* Start Passage given *
Paula J. Giddings (born 1947 in Yonkers, New York) is an American writer, historian, and civil rights activist. She is the author of When and Where I Enter: The Impact of Black Women on Race and Sex in America, In Search of Sisterhood: Delta Sigma Theta and the Challenge of the Black Sorority Movement and Ida, A Sword Among Lions: Ida B. Wells and the Campaign Against Lynching.

Early life
Paula J. Giddings was born on November 16, 1947 in Yonkers, New York to Virginia Iola Stokes and Curtis Gulliver Giddings. She grew up in a predominantly white neighborhood in Yonkers, New York, where she regularly and systematically experienced isolation and racism from her white neighbors. As a teen in Yonkers, Giddings personally experienced and witnessed the racism and violence against African Americans that led to and occurred in reaction to the Civil Rights Movement. This led her to participate in the movement as a Freedom Rider. According to Giddings, this set the stage for her desire to understand both oppression and resistance to it, a theme that would recur through her own activism and writing.

Education 
Giddings enrolled in the historically Black college Howard University in 1965, where she worked on the university's newspaper beginning in her first year. In 1967, she became editor of the university's literary magazine,The Promethean, and graduated with a Bachelor of Arts in English in 1969. As a student at Howard, Giddings was part of a group of students who worked against sexism, colorism, and classism that they saw as rampant on their campus.

Career 
From 1969 to 1972, Giddings worked for Random House, first as an editorial assistant and later as a copy editor. She then became an associate book editor for the Howard University Press. In 1975, she moved to Paris, France to serve as the Paris bureau chief for Encore America/Worldwide News. Two years later, she transferred to the New York office, where she served as an associate editor until 1979. In 1975, she traveled to South Africa where she had the opportunity to meet leaders of the Anti-Apartheid Movement.  

In 1984, Giddings published her first book, When and Where I Enter: The Impact of Black Women on Race and Sex in America. The book tracks the history of Black women in the United States through the 1970s and the confluence of the Civil Rights and Women's Rights movements. Kirkus Reviews described the book as "the first historical study of the relationship, in America, between racism and sexism--broad-ranging, occasionally plodding, generally sound and insightful." The following year, Giddings served as contributing editor and book review editor for Essence magazine and became a distinguished scholar for the United Negro College Fund (UNCF).
* End Passage given *
* Start Data listing *
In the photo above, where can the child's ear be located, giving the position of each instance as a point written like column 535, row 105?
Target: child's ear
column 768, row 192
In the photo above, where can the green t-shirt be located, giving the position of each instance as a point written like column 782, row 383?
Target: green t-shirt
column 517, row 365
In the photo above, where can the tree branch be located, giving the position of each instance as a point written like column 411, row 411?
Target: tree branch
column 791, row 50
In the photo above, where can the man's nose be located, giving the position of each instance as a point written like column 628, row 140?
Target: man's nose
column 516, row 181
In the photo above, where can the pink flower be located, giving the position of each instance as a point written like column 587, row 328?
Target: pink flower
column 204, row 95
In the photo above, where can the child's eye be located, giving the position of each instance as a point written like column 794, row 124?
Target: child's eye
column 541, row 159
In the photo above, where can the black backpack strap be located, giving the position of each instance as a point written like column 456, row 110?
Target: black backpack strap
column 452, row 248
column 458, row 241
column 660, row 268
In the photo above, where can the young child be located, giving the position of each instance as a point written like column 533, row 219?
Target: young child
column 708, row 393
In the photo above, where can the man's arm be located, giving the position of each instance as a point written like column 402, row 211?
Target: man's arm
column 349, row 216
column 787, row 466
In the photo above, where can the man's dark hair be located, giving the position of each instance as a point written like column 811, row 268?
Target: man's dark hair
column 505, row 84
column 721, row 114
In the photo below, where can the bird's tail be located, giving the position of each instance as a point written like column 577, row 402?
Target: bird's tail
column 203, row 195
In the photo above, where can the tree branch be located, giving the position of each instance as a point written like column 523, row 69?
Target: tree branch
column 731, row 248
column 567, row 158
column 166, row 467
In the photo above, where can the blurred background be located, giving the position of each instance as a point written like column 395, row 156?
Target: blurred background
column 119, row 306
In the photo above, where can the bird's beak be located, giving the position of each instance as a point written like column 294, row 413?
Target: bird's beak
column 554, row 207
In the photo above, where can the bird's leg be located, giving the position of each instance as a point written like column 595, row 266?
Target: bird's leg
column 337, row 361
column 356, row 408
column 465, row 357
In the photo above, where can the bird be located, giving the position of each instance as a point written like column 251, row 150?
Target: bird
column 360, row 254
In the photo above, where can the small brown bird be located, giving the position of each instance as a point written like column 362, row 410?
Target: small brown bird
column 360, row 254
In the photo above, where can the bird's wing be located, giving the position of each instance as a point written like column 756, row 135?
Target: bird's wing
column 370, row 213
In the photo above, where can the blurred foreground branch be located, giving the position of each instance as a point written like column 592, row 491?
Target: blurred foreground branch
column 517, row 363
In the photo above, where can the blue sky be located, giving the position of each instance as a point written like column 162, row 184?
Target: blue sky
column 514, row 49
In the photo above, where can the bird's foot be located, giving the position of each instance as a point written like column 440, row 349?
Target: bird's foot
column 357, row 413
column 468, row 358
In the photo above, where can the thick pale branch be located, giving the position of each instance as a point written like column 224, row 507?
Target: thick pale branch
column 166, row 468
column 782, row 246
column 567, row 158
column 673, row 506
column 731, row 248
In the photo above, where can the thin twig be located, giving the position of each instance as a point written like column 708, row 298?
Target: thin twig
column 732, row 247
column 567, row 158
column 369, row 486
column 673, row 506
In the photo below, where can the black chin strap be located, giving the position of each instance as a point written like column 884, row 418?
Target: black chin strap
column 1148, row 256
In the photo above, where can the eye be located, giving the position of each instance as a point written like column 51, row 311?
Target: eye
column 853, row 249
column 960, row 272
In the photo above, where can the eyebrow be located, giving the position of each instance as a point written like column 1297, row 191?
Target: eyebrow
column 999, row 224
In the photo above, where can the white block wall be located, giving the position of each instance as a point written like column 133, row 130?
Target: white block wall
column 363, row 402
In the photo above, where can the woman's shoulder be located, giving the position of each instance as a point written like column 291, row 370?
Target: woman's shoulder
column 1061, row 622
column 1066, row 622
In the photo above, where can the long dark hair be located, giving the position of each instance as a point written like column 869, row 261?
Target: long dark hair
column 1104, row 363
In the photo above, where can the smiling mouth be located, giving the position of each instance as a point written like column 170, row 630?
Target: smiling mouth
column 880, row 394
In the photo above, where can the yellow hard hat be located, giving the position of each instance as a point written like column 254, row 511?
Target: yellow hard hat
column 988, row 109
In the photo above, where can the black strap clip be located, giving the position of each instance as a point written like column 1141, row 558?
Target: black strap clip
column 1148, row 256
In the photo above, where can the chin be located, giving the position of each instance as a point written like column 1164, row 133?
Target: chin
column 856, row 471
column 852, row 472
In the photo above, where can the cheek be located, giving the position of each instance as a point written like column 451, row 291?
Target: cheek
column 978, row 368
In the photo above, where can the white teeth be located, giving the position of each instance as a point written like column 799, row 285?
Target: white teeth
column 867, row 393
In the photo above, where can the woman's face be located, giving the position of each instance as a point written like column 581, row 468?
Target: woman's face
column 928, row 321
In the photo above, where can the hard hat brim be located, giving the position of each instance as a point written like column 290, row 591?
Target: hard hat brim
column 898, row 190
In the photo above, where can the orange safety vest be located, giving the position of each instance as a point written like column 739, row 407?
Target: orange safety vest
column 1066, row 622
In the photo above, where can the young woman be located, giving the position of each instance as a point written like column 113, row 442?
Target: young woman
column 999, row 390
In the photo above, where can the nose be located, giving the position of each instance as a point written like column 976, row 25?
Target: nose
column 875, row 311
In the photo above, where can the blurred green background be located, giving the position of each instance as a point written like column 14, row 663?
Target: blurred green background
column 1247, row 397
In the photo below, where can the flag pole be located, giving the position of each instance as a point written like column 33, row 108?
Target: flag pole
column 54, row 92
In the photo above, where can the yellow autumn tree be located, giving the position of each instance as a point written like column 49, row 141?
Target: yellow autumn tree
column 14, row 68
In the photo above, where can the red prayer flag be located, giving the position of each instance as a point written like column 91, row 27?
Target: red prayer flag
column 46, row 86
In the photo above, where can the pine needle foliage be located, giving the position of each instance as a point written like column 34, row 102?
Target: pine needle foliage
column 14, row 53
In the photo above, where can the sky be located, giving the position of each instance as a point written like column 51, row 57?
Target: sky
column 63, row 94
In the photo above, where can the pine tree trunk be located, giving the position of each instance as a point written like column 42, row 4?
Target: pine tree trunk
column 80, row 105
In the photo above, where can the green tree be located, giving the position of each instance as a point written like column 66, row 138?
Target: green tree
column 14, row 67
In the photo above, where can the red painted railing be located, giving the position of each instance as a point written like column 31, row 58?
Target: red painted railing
* End Data listing *
Tasks to complete:
[1] According to the biography of Paula J. Giddings, what was the name of the literary magazine she edited at Howard University?
[2] Proceed with the biography of Paula J. Giddings, writing on from its final sentence.

Answers for the exercise:
[1] The Promethean

[2]
In 1988, Giddings joined the faculty of Douglass College at Rutgers University. That same year, she published In Search of Sisterhood: Delta Sigma Theta and the Challenge of the Black Sorority Movement, a history of Delta Sigma Theta, the African-American sorority of which she is a member. The book was recognized for its depth and its focus on the influence of Delta Sigma Theta and its members. 

In 2001, Giddings joined Smith College as the Elizabeth A. Woodson 1922 Professor of Africana Studies. She also served as the editor of feminist journal Meridians, feminism, race, transnationalism. She then became Smith College department chair and honors thesis advisor for the department of Africana studies, where she remained until her retirement in 2017.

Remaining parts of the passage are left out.